*** Data for this exercise Section Begins ***
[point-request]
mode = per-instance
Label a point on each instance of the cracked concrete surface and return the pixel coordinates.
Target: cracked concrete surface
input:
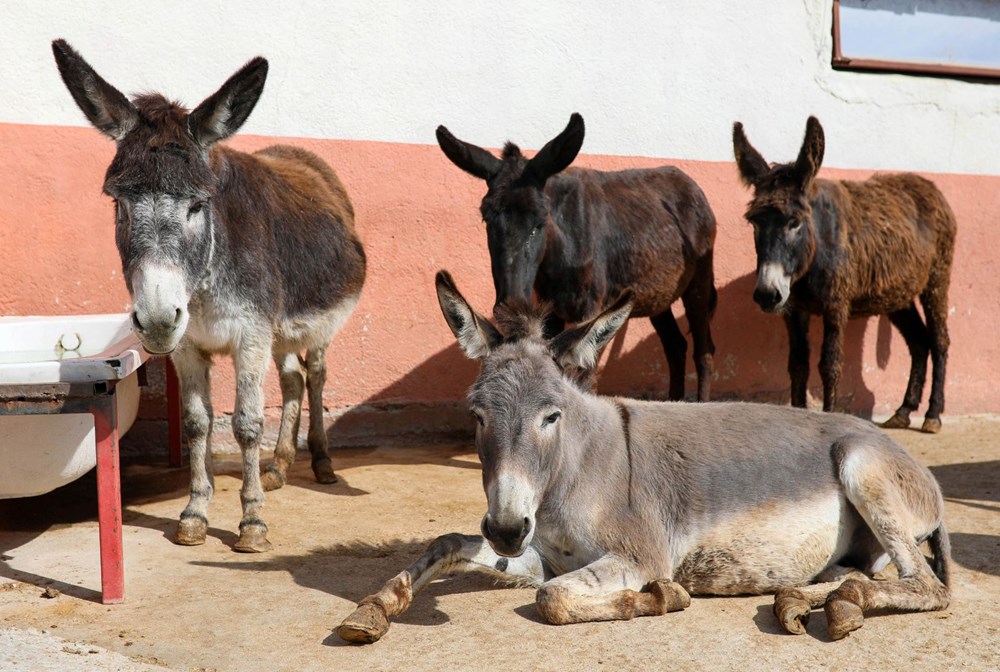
(208, 608)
*** Data for this exercise Section Ends ***
Exercise aim:
Reproduce each entry verbatim, excluding any embedded images.

Solution to the problem:
[point-request]
mode = per-instance
Label a point on each instance of the cracked concrete surface and return the pixel coordinates.
Target: cracked concrete surface
input:
(208, 608)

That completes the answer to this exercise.